CONSIGNE A - D'après le texte sur Malcolm de Chazal, quelle formation avait-il reçue aux États-Unis ?
CONSIGNE B - Présentez sous forme de liste le paragraphe du texte sur Malcolm de Chazal qui commence par « Et là, on est dans l'incommensurable », en gardant ses faits principaux.
CONSIGNE C - Recopiez à l'identique le passage du texte sur Malcolm de Chazal qui va de « Et là, on est » à « du ciel austral. ».

TEXTE FOURNI -
Et là, on est dans l’incommensurable. Prophète, mystique, philosophe, chroniqueur, peintre, poète, visionnaire quasi inspiré, Malcolm de Chazal, auteur d’une œuvre illuminée, était un être légendaire, inclassable, intraitable, invivable, narcissique, mégalomane, très cultivé, extrêmement anti-social, provocateur, doté d’une puissante personnalité à l’humour dévastateur, un vrai phénomène. Multiple, mais totalement unifié. Il vécut comme un extraterrestre à l’Île Maurice [2], dans un style unique et hors du commun. Ingénieur sucrier formé aux Etats Unis, il préféra sa liberté intellectuelle et spirituelle à l’argent et à la vie bourgeoise, occupant un petit emploi dans l’administration des postes et de l’électricité où il n’avait rien à faire, et consacra sa vie entière à son Oeuvre, en proie à son démon de création, tel un météore poétique tombé du ciel austral.

Données d'annotation pour la localisation d'objets:

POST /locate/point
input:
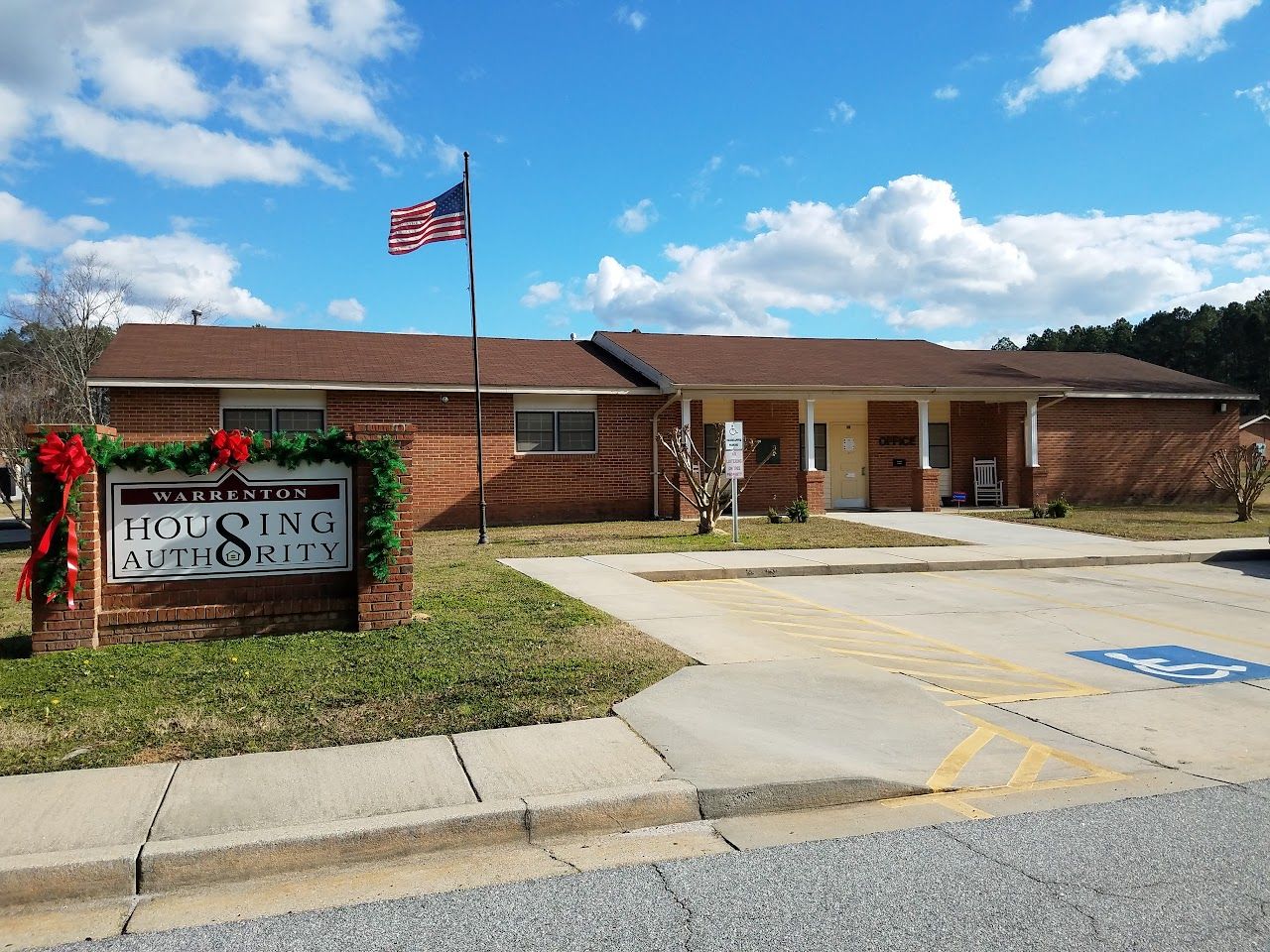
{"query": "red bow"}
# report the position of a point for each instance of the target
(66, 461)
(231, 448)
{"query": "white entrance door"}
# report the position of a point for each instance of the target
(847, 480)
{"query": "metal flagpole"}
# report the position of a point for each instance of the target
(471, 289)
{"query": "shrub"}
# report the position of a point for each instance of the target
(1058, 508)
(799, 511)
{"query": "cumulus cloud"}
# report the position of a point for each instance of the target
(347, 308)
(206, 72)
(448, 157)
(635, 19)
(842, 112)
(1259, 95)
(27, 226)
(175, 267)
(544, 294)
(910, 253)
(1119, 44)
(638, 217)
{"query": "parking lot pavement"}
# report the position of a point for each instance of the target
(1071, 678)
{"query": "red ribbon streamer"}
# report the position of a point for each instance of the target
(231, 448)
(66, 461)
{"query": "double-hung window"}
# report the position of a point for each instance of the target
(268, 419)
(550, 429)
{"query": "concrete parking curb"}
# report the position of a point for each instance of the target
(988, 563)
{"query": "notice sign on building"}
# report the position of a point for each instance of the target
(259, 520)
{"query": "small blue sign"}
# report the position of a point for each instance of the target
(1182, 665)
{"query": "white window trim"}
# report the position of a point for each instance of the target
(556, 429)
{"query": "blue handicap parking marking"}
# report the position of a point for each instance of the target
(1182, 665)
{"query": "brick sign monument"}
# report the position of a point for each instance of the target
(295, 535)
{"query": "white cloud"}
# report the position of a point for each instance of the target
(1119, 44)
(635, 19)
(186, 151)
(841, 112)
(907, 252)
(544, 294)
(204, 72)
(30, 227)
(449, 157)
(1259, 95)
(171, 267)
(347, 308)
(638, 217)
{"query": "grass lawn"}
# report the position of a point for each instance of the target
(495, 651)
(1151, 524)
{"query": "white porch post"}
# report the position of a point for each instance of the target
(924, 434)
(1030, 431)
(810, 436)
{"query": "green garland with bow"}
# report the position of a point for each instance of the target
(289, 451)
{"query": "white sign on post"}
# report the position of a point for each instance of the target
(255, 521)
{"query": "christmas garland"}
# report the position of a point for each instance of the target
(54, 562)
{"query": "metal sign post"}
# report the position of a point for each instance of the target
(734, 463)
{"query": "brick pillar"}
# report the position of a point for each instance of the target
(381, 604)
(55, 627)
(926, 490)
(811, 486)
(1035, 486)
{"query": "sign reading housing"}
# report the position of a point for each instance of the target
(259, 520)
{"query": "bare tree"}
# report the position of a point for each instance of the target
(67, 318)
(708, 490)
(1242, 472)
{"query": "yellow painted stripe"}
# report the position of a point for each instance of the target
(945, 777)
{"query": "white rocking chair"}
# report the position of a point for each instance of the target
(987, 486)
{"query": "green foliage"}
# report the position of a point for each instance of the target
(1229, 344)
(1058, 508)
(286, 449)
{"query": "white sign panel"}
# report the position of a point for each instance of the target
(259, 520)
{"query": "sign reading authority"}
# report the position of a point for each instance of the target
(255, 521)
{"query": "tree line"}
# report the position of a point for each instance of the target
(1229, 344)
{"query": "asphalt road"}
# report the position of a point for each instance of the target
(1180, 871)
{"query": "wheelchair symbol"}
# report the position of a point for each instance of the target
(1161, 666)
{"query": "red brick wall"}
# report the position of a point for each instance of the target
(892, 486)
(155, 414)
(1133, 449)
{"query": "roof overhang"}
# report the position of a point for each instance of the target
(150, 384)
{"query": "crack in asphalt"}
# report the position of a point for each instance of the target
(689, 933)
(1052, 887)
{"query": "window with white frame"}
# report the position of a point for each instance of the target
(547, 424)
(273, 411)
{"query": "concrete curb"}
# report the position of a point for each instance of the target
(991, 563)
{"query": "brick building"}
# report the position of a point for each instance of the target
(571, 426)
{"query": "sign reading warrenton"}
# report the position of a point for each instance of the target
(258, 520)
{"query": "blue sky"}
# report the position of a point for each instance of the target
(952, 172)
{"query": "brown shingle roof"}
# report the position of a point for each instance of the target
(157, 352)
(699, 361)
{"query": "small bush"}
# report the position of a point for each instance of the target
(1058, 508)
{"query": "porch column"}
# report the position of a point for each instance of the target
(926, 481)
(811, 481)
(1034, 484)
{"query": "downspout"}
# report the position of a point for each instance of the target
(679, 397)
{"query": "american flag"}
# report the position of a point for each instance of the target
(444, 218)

CORRIGÉ A - Il avait été formé comme ingénieur sucrier.

CORRIGÉ B -
- Malcolm de Chazal, auteur d'une œuvre illuminée, fut à la fois prophète, mystique, philosophe, chroniqueur, peintre, poète et visionnaire.
- C'était un être légendaire et inclassable : très cultivé, narcissique, mégalomane, provocateur, extrêmement anti-social, doté d'une puissante personnalité et d'un humour dévastateur.
- Il était multiple, mais totalement unifié.
- Il vécut à l'Île Maurice comme un extraterrestre, dans un style unique et hors du commun.
- Ingénieur sucrier formé aux États-Unis, il préféra sa liberté intellectuelle et spirituelle à l'argent et à la vie bourgeoise.
- Il occupa un petit emploi dans l'administration des postes et de l'électricité, où il n'avait rien à faire.
- Il consacra sa vie entière à son Œuvre.

CORRIGÉ C -
Et là, on est dans l’incommensurable. Prophète, mystique, philosophe, chroniqueur, peintre, poète, visionnaire quasi inspiré, Malcolm de Chazal, auteur d’une œuvre illuminée, était un être légendaire, inclassable, intraitable, invivable, narcissique, mégalomane, très cultivé, extrêmement anti-social, provocateur, doté d’une puissante personnalité à l’humour dévastateur, un vrai phénomène. Multiple, mais totalement unifié. Il vécut comme un extraterrestre à l’Île Maurice [2], dans un style unique et hors du commun. Ingénieur sucrier formé aux Etats Unis, il préféra sa liberté intellectuelle et spirituelle à l’argent et à la vie bourgeoise, occupant un petit emploi dans l’administration des postes et de l’électricité où il n’avait rien à faire, et consacra sa vie entière à son Oeuvre, en proie à son démon de création, tel un météore poétique tombé du ciel austral.